Extract every line of the material below and reproduce each one verbatim, adding nothing and leaving nothing out.
☆ ☆ ☆
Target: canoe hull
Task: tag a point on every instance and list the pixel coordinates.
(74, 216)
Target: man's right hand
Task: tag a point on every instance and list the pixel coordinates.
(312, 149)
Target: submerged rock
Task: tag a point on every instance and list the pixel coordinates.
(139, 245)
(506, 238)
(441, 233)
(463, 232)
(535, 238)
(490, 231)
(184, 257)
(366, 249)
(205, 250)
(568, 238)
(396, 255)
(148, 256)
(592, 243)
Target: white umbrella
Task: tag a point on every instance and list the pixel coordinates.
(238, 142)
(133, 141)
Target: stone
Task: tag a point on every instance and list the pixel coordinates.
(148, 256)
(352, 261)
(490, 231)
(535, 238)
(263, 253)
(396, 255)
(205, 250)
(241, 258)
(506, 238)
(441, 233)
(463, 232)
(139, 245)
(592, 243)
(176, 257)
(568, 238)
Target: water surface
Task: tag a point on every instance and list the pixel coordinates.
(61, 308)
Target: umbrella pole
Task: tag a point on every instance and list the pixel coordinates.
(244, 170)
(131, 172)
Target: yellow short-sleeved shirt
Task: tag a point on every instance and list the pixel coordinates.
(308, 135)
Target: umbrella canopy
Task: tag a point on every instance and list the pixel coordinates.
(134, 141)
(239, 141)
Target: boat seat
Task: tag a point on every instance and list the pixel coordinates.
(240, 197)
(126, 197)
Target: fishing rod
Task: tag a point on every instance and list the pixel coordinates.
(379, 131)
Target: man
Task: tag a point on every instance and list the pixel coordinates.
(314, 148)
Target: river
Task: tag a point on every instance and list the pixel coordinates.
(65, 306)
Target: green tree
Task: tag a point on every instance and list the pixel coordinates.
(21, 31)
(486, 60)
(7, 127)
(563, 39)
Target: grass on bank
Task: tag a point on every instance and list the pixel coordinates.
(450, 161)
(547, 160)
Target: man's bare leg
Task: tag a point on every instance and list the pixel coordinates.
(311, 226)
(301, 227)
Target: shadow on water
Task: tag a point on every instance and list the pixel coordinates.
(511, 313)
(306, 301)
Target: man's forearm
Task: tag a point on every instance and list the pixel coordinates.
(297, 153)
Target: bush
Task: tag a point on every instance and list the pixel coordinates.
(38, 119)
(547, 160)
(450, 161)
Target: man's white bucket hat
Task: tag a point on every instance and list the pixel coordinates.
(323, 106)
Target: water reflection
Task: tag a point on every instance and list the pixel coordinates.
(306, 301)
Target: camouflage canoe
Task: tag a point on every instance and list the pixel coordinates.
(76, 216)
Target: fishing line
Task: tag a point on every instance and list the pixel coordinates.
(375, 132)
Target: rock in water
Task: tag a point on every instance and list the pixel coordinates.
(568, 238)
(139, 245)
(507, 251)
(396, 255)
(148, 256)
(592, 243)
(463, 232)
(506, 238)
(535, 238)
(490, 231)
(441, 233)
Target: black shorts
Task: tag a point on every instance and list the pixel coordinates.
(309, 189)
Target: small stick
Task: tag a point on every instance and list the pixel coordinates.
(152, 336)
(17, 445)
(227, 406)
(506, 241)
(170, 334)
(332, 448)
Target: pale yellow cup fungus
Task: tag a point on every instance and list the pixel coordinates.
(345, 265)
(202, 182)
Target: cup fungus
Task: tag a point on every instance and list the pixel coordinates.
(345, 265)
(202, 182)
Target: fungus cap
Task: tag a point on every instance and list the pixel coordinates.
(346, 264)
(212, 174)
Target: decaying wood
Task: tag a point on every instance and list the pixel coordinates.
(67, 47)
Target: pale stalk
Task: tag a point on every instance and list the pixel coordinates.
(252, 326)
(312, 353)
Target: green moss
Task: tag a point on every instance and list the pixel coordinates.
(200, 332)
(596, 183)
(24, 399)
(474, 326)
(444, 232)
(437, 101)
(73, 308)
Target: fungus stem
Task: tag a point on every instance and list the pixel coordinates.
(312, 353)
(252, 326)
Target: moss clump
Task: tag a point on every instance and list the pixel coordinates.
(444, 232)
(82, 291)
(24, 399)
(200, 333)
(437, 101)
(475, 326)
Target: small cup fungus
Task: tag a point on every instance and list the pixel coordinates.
☆ ☆ ☆
OUTPUT OF THE EXERCISE:
Target: canoe hull
Task: tag a point on every instance and list the pixel coordinates.
(74, 216)
Target: man's right hand
Task: tag a point on every instance and list the pixel coordinates.
(312, 149)
Target: submerged rock
Task: tag a point on every instance and list the pixel coordinates.
(139, 245)
(506, 238)
(441, 233)
(463, 232)
(535, 238)
(490, 231)
(184, 257)
(366, 249)
(205, 250)
(568, 238)
(396, 255)
(148, 256)
(592, 243)
Target: white umbrella
Task: tag a point on every instance and list the pixel coordinates.
(238, 142)
(133, 141)
Target: stone
Task: tag a point on every instance and list the pixel coordinates.
(148, 256)
(352, 261)
(490, 231)
(535, 238)
(263, 253)
(396, 255)
(205, 250)
(241, 258)
(506, 238)
(441, 233)
(463, 232)
(139, 245)
(592, 243)
(176, 257)
(568, 238)
Target: water surface
Task: tag a point on every instance and list the pixel coordinates.
(61, 308)
Target: umbrella pole
Task: tag a point on every instance and list the pixel coordinates.
(244, 170)
(131, 172)
Target: yellow short-sleeved shirt
Task: tag a point on every instance and list the pixel coordinates.
(308, 135)
Target: umbrella canopy
Task: tag a point on every instance and list the pixel coordinates.
(134, 141)
(239, 141)
Target: boat seat
Task: tag a point on every instance and list the pixel coordinates.
(240, 197)
(126, 197)
Target: fishing rod
Task: tag a point on every instance and list the pixel coordinates.
(379, 131)
Target: man
Task: tag a point on every instance and list the pixel coordinates.
(314, 148)
Target: river
Task: tag a point on every instance and list the pixel coordinates.
(65, 306)
Target: green tree
Task: tag a point on every instance and list the pixel coordinates.
(21, 31)
(486, 60)
(7, 127)
(563, 39)
Target: grass on bank
Task: tag a point on every instance and list the pixel coordinates.
(450, 161)
(547, 160)
Target: man's bare leg
Task: tag a point on every instance and list the pixel coordinates.
(311, 226)
(301, 227)
Target: shadow on water
Task: tag a point on every instance and list the pixel coordinates.
(511, 313)
(306, 301)
Target: man's forearm
Task: tag a point on every instance and list the pixel coordinates.
(297, 153)
Target: bush
Task: tag a point on every instance and list the pixel coordinates.
(38, 119)
(547, 160)
(450, 161)
Target: man's white bucket hat
Task: tag a point on every instance and list the pixel coordinates.
(323, 106)
Target: water reflection
Task: tag a point on every instance and list the pixel coordinates.
(306, 301)
Target: camouflage canoe
Task: tag a point on every instance and list the pixel coordinates.
(76, 216)
Target: fishing line
Task: tag a point on every instance and list the pixel coordinates.
(375, 132)
Target: rock in water
Task: tag a point on every instance and list the pixel coordinates.
(568, 238)
(139, 245)
(507, 251)
(396, 255)
(148, 256)
(592, 243)
(463, 232)
(506, 238)
(535, 238)
(490, 231)
(441, 233)
Target: black shorts
Task: tag a point on every instance and list the pixel coordinates.
(309, 189)
Target: small stick
Task: tag a point on every instance and list the pixel coordinates.
(152, 336)
(17, 445)
(227, 406)
(506, 241)
(170, 334)
(332, 448)
Target: pale yellow cup fungus
Task: tag a point on every instance and list the pixel coordinates.
(345, 265)
(202, 182)
Target: cup fungus
Task: tag a point on every instance and list the pixel coordinates.
(345, 265)
(202, 182)
Target: fungus cap
Task: tag a point on every instance and list the pixel coordinates.
(346, 264)
(212, 174)
Target: decaying wood
Task: tag a point on every instance and list the pixel coordinates.
(67, 47)
Target: pale stalk
Task: tag a point on every instance and list the pixel coordinates.
(252, 326)
(312, 353)
Target: green moss
Task: tag a point on every instance and list the pixel coordinates.
(200, 332)
(596, 183)
(24, 399)
(474, 326)
(444, 232)
(437, 101)
(73, 308)
Target: fungus stem
Task: tag a point on every instance and list the pixel coordinates.
(312, 353)
(252, 326)
Target: moss clump
Task: tag a point on every instance and list the pixel coordinates.
(444, 232)
(82, 291)
(24, 399)
(200, 333)
(437, 101)
(475, 326)
Target: small cup fungus
Task: tag a point on every instance and list the pixel coordinates.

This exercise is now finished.